■ YOUR TASK ■
From the line that contains "Exercise. Spot the snow-covered" to the final line of the entries, return every line exactly and leave out all others.

■ RECORDED INFORMATION ■
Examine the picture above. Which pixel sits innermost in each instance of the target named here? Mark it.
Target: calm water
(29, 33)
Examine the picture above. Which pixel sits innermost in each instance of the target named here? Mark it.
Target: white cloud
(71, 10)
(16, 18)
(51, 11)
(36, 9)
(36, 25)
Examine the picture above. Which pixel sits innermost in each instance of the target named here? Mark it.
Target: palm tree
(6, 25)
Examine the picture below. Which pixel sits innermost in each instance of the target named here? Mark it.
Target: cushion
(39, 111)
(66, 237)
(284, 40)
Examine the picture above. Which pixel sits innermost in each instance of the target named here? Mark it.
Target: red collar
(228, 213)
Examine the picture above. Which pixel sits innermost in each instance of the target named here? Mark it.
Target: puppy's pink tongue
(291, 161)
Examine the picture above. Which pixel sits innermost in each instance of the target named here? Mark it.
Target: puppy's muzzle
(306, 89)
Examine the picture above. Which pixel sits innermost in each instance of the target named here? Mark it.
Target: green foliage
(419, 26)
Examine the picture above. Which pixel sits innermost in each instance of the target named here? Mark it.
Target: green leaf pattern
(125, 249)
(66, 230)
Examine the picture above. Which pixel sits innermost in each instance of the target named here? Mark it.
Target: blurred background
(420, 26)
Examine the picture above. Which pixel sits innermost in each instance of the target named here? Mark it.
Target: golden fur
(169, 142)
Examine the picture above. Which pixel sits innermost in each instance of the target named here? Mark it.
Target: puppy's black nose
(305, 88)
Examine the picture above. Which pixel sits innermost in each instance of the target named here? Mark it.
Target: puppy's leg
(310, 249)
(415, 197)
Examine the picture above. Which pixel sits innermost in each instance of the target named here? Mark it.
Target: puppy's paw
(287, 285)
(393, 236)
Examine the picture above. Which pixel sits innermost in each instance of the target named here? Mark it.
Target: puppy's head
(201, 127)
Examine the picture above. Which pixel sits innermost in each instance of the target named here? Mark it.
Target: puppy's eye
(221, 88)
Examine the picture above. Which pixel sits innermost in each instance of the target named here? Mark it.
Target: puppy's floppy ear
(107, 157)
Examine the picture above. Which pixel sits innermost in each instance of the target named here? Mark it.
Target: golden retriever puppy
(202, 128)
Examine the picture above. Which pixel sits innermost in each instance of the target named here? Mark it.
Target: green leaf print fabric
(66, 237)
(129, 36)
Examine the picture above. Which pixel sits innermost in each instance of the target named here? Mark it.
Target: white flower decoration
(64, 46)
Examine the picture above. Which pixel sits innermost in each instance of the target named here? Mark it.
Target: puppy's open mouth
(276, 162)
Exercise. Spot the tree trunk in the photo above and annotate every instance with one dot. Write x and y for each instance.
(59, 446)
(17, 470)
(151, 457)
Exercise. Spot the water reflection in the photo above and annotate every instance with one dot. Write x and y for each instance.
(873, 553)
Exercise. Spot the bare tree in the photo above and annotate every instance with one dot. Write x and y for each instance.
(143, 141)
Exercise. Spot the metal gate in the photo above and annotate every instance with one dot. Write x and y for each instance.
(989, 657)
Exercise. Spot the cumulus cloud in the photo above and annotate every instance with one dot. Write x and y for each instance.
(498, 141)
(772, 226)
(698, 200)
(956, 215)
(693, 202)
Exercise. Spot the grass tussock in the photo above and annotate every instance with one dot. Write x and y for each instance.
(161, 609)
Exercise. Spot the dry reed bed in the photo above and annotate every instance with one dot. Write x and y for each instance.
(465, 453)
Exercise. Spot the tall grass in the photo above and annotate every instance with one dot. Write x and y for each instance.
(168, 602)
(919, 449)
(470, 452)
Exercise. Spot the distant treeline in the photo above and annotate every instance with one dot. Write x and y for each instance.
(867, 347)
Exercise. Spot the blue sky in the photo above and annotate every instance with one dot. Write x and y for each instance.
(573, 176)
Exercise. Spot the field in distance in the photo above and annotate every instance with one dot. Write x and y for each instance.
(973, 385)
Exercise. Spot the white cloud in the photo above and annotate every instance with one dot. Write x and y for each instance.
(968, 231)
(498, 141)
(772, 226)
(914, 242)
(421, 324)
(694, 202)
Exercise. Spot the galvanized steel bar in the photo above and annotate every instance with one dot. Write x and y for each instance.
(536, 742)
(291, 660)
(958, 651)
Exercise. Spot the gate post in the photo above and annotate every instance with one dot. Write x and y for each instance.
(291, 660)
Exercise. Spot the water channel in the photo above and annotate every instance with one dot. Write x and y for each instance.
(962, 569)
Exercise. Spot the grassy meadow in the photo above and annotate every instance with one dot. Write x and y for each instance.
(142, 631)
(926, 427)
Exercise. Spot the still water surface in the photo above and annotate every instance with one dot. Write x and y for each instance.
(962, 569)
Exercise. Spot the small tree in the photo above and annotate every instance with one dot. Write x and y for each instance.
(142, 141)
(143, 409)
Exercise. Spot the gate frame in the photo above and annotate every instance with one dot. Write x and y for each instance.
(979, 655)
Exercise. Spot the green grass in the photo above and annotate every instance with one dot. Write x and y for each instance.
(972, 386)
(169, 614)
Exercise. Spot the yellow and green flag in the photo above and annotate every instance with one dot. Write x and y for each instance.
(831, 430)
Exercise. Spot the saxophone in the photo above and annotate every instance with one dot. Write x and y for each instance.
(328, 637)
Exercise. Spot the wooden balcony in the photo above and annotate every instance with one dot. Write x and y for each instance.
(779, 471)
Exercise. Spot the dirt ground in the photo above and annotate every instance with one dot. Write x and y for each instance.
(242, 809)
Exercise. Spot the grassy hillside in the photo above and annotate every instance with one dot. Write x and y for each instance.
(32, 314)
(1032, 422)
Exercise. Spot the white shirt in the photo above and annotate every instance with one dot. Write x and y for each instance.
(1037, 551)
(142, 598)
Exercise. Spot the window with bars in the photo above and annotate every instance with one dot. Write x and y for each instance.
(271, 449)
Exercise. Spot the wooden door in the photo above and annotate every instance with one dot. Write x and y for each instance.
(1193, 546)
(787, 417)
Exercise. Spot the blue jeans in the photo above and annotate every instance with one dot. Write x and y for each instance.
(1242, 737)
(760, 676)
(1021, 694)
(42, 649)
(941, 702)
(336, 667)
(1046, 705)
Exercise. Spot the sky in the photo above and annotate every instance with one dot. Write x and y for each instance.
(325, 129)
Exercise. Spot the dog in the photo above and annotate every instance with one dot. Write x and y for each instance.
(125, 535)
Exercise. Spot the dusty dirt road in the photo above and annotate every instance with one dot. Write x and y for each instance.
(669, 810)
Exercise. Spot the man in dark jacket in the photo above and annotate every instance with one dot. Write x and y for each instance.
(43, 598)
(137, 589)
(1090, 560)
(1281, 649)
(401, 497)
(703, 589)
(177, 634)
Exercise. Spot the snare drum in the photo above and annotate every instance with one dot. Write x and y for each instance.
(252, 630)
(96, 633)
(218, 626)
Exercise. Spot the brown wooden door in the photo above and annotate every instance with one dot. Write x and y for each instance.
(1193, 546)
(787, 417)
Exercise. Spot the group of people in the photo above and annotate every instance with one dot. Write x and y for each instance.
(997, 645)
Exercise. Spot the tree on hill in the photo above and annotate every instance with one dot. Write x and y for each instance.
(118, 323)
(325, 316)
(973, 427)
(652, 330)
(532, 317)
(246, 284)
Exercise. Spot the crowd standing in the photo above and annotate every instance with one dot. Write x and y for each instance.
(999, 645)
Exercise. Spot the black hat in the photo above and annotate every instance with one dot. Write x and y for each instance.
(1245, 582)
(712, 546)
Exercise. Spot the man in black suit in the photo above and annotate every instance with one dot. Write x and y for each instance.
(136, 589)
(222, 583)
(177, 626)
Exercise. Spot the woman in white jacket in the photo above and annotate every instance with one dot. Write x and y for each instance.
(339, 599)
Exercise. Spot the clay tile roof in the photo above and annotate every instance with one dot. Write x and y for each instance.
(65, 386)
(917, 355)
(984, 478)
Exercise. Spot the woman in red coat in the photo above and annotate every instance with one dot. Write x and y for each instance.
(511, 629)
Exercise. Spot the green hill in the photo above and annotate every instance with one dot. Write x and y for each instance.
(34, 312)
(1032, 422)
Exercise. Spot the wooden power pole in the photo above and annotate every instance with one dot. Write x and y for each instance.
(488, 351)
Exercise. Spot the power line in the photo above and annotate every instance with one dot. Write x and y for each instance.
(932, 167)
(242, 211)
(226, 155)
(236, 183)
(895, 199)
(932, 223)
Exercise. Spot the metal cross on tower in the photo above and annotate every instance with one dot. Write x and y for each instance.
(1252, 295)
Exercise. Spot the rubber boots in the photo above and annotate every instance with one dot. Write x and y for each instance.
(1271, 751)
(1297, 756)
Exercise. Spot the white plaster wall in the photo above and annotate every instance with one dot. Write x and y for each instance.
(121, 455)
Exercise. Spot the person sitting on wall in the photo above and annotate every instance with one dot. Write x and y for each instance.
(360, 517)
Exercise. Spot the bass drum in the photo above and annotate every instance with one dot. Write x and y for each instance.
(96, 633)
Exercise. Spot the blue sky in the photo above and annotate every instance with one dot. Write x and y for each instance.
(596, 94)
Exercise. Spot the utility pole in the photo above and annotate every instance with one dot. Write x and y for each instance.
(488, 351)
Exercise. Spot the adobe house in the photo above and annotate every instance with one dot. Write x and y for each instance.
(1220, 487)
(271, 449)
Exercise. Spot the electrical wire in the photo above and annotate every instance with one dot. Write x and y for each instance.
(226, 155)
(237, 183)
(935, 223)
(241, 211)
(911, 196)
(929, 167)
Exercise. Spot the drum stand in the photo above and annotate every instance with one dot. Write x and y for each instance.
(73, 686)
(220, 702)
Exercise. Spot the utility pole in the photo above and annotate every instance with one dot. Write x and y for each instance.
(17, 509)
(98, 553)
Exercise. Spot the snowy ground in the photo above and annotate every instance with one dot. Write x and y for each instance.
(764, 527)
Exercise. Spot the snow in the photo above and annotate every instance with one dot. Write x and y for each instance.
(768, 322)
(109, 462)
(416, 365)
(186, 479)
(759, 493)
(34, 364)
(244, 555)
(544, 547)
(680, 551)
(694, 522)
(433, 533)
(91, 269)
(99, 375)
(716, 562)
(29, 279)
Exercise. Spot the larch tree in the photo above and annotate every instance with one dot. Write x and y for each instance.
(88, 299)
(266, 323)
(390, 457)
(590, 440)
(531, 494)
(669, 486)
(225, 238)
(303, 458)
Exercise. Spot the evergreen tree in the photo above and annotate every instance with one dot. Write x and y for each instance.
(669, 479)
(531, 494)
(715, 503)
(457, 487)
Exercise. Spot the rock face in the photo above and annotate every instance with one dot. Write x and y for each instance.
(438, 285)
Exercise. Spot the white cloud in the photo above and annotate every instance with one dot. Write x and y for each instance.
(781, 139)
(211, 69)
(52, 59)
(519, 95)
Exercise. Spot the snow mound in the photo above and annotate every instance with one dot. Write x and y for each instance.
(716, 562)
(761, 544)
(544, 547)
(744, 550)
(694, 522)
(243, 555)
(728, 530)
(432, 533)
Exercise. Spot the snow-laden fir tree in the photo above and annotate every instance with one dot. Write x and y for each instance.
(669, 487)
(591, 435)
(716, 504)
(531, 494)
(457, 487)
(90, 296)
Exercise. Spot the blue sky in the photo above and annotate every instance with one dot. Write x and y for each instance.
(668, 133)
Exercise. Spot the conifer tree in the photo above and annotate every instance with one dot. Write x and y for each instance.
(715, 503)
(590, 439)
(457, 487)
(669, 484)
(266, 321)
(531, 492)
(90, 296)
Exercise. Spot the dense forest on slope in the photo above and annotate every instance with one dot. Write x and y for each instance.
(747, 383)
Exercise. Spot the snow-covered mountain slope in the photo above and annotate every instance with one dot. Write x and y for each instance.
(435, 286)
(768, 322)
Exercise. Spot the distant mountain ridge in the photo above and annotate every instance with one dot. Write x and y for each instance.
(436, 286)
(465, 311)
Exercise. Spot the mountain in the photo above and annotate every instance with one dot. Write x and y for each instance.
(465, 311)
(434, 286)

■ RESULT BELOW ■
Exercise. Spot the snow-covered mountain slope in the photo above and annotate every instance with one dot. Write x and y for each instance.
(435, 286)
(768, 322)
Exercise. Spot the distant mountain ridge in the photo above and annotate every instance with one dot. Write x and y for each instance.
(436, 286)
(465, 311)
Exercise. Spot the mountain in the photo above and annotate every instance with one dot. Write x and y for each instance.
(465, 311)
(434, 286)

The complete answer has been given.